Entries taken from a collection

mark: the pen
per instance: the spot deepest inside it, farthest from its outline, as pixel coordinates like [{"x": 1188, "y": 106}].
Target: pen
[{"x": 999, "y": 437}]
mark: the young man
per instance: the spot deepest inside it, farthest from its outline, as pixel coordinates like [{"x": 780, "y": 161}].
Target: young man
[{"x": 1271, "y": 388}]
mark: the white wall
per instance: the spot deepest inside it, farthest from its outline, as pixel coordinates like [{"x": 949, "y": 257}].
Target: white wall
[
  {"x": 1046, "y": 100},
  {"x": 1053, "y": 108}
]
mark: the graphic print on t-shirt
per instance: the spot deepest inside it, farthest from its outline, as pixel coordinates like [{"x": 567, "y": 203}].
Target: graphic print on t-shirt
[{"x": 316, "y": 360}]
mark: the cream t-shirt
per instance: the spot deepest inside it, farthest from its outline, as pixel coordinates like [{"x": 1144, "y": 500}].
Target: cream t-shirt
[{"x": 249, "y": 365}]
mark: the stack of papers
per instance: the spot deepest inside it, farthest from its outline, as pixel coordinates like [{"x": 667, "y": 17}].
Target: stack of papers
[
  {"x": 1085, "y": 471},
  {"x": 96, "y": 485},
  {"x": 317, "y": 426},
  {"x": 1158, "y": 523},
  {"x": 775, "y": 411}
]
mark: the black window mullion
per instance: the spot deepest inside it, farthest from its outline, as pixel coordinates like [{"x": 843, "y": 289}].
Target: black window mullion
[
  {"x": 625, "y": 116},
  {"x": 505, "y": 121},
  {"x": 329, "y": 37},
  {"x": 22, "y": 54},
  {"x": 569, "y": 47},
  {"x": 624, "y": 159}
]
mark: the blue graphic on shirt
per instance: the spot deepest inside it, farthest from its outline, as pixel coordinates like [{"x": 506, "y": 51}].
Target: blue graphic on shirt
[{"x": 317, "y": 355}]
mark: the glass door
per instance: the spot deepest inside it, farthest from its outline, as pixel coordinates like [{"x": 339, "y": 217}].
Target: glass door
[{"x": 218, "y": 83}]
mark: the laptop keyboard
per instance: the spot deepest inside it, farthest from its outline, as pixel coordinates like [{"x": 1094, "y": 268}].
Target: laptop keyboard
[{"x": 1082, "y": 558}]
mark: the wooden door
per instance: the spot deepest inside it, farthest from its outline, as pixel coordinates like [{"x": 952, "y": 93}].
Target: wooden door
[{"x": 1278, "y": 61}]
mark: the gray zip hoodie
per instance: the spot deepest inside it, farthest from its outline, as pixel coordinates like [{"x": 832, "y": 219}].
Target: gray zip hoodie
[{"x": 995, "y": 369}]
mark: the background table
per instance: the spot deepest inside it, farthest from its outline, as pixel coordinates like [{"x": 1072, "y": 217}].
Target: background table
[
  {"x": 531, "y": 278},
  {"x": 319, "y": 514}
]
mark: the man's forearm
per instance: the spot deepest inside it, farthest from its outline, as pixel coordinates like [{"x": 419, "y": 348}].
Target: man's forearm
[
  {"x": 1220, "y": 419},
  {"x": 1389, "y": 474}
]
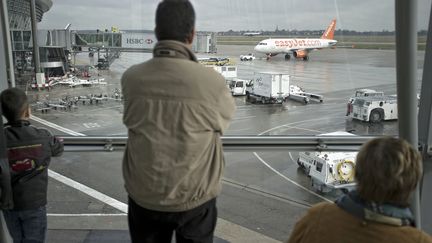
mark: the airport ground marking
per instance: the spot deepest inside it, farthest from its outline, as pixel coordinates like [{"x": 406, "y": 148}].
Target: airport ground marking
[
  {"x": 243, "y": 118},
  {"x": 223, "y": 226},
  {"x": 85, "y": 214},
  {"x": 55, "y": 126},
  {"x": 280, "y": 174},
  {"x": 123, "y": 207},
  {"x": 288, "y": 179}
]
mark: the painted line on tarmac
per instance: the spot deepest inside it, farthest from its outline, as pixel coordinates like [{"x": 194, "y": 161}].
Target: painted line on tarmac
[
  {"x": 224, "y": 229},
  {"x": 280, "y": 174},
  {"x": 55, "y": 126},
  {"x": 89, "y": 191},
  {"x": 243, "y": 118},
  {"x": 85, "y": 214}
]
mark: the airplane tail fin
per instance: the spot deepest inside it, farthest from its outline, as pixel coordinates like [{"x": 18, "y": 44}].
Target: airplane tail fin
[{"x": 329, "y": 32}]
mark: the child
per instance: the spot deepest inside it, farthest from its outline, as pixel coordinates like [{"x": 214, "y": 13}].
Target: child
[{"x": 29, "y": 153}]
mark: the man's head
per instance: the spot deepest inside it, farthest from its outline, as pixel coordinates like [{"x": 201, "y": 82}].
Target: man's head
[
  {"x": 14, "y": 104},
  {"x": 387, "y": 170},
  {"x": 175, "y": 20}
]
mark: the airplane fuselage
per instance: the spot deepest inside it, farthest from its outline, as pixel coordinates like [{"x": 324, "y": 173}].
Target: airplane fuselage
[{"x": 276, "y": 46}]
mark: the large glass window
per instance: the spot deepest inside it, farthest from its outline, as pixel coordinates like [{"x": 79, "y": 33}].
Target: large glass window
[{"x": 329, "y": 67}]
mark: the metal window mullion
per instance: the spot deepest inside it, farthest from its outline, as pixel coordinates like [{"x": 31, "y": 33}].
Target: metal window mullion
[{"x": 241, "y": 143}]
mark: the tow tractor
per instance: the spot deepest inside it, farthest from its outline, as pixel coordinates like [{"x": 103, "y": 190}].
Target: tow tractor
[
  {"x": 361, "y": 93},
  {"x": 272, "y": 87},
  {"x": 329, "y": 170}
]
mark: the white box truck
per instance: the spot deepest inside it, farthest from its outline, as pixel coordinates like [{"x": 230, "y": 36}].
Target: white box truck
[{"x": 269, "y": 87}]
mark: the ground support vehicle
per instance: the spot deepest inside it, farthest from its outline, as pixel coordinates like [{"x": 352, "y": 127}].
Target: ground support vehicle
[
  {"x": 248, "y": 57},
  {"x": 275, "y": 88},
  {"x": 269, "y": 88},
  {"x": 329, "y": 170},
  {"x": 361, "y": 93},
  {"x": 298, "y": 94},
  {"x": 375, "y": 108},
  {"x": 238, "y": 86}
]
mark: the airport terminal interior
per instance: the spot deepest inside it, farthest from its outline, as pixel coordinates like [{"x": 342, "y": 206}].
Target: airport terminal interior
[{"x": 311, "y": 85}]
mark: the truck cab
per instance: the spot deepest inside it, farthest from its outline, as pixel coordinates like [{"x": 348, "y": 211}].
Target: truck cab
[
  {"x": 239, "y": 86},
  {"x": 329, "y": 170},
  {"x": 361, "y": 93},
  {"x": 375, "y": 108}
]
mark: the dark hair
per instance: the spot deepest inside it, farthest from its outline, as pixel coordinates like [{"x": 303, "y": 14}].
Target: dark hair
[
  {"x": 387, "y": 170},
  {"x": 13, "y": 103},
  {"x": 175, "y": 20}
]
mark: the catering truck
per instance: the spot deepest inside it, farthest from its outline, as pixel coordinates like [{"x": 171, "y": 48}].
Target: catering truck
[
  {"x": 268, "y": 88},
  {"x": 375, "y": 108},
  {"x": 329, "y": 170}
]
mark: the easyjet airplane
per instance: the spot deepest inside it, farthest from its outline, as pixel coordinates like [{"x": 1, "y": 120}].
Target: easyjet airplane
[{"x": 300, "y": 48}]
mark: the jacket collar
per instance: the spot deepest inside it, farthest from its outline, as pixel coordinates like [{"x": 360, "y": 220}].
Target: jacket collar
[
  {"x": 18, "y": 123},
  {"x": 173, "y": 49},
  {"x": 380, "y": 213}
]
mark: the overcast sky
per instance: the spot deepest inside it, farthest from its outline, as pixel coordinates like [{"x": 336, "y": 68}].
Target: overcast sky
[{"x": 223, "y": 15}]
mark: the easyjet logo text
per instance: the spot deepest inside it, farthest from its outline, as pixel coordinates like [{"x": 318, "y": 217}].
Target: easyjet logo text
[{"x": 298, "y": 43}]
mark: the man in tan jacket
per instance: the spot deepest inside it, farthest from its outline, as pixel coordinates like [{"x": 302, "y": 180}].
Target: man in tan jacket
[
  {"x": 387, "y": 171},
  {"x": 175, "y": 111}
]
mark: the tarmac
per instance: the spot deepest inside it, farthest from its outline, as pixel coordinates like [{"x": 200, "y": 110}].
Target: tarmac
[{"x": 263, "y": 194}]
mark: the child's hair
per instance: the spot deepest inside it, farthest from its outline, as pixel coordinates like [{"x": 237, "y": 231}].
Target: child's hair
[
  {"x": 387, "y": 170},
  {"x": 14, "y": 103}
]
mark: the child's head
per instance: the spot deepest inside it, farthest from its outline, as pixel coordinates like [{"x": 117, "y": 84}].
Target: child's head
[
  {"x": 387, "y": 170},
  {"x": 14, "y": 104}
]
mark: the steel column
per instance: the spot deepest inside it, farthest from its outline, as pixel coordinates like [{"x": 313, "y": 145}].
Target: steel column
[
  {"x": 406, "y": 73},
  {"x": 425, "y": 132},
  {"x": 36, "y": 56}
]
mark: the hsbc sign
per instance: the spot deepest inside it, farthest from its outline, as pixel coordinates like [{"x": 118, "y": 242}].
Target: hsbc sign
[{"x": 138, "y": 40}]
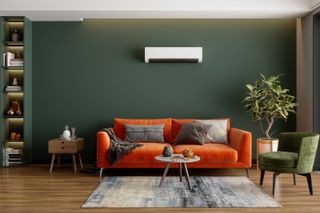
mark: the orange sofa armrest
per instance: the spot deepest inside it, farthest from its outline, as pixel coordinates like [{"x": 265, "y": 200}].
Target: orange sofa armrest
[
  {"x": 103, "y": 144},
  {"x": 241, "y": 141}
]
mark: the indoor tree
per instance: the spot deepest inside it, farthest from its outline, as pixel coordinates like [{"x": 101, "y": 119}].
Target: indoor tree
[{"x": 266, "y": 100}]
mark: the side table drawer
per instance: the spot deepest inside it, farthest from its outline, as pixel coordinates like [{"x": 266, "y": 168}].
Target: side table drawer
[
  {"x": 62, "y": 149},
  {"x": 61, "y": 146}
]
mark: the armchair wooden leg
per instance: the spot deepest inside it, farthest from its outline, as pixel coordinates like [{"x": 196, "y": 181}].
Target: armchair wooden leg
[
  {"x": 261, "y": 177},
  {"x": 275, "y": 174},
  {"x": 101, "y": 171},
  {"x": 247, "y": 171},
  {"x": 309, "y": 183},
  {"x": 308, "y": 176}
]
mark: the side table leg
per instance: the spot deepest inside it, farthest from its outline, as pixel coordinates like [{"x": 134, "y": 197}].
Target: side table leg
[
  {"x": 180, "y": 171},
  {"x": 58, "y": 160},
  {"x": 80, "y": 160},
  {"x": 74, "y": 163},
  {"x": 164, "y": 174},
  {"x": 52, "y": 162},
  {"x": 187, "y": 175}
]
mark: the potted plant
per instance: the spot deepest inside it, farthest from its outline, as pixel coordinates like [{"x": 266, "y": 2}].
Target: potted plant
[{"x": 267, "y": 101}]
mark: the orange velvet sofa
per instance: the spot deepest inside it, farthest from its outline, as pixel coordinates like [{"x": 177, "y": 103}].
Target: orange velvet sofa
[{"x": 235, "y": 154}]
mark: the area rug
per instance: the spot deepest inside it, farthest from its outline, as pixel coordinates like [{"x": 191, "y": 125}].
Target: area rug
[{"x": 206, "y": 192}]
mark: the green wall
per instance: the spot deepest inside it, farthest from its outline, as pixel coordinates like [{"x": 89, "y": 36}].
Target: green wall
[{"x": 87, "y": 73}]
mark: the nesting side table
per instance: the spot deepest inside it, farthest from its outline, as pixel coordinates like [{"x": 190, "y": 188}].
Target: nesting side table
[{"x": 73, "y": 147}]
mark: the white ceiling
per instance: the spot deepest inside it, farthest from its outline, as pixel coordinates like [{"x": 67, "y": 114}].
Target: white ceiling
[{"x": 75, "y": 10}]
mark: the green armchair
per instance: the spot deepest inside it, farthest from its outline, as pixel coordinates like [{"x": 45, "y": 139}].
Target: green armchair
[{"x": 296, "y": 154}]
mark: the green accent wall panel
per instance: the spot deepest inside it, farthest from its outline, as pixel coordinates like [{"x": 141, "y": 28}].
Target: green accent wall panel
[{"x": 86, "y": 73}]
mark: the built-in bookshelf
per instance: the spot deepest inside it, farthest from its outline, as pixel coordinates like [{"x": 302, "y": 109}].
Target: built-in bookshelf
[{"x": 16, "y": 91}]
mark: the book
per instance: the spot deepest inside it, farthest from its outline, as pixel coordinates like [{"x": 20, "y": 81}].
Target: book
[{"x": 9, "y": 57}]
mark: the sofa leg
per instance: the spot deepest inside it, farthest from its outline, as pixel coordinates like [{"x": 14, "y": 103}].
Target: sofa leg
[
  {"x": 101, "y": 171},
  {"x": 247, "y": 172},
  {"x": 275, "y": 174},
  {"x": 261, "y": 177}
]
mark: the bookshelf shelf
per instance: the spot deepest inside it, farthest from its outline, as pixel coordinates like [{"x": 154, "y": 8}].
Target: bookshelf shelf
[
  {"x": 13, "y": 67},
  {"x": 12, "y": 116},
  {"x": 16, "y": 49},
  {"x": 12, "y": 43}
]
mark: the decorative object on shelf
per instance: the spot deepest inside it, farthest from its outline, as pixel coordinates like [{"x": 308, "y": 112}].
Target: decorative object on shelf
[
  {"x": 13, "y": 136},
  {"x": 18, "y": 137},
  {"x": 15, "y": 35},
  {"x": 10, "y": 111},
  {"x": 167, "y": 151},
  {"x": 15, "y": 107},
  {"x": 73, "y": 133},
  {"x": 66, "y": 133},
  {"x": 187, "y": 153},
  {"x": 15, "y": 81}
]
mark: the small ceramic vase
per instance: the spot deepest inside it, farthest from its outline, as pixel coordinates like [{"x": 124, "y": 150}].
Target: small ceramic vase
[
  {"x": 66, "y": 133},
  {"x": 167, "y": 151},
  {"x": 13, "y": 136},
  {"x": 15, "y": 35},
  {"x": 15, "y": 82},
  {"x": 187, "y": 153},
  {"x": 10, "y": 111},
  {"x": 18, "y": 137}
]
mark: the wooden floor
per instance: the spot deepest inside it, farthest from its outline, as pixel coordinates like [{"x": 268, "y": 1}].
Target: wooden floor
[{"x": 33, "y": 189}]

To do: Repeat the entries above verbatim, but only from the line that has "mark: the large glass window" down to the line that has "mark: the ground support vehicle", inclusive.

Output below:
mark: the large glass window
per instance: the spot deepest inside it, farthest from its outline, as pixel coordinates like [{"x": 79, "y": 33}].
Target: large glass window
[{"x": 329, "y": 67}]
mark: the metal window mullion
per instance: the spot deepest inside it, farthest from its outline, as pixel coordinates like [{"x": 31, "y": 33}].
Target: metal window mullion
[{"x": 241, "y": 143}]
mark: the tow tractor
per instance: the spot deepest inside it, farthest from its outline, as pixel coordinates like [{"x": 103, "y": 190}].
Target: tow tractor
[
  {"x": 361, "y": 93},
  {"x": 272, "y": 87},
  {"x": 329, "y": 170}
]
mark: the white box truck
per instance: the spot deepest inside it, farthest from its outline, as pixel coordinates like [{"x": 230, "y": 36}].
Target: white box truck
[{"x": 269, "y": 87}]
mark: the ground support vehicle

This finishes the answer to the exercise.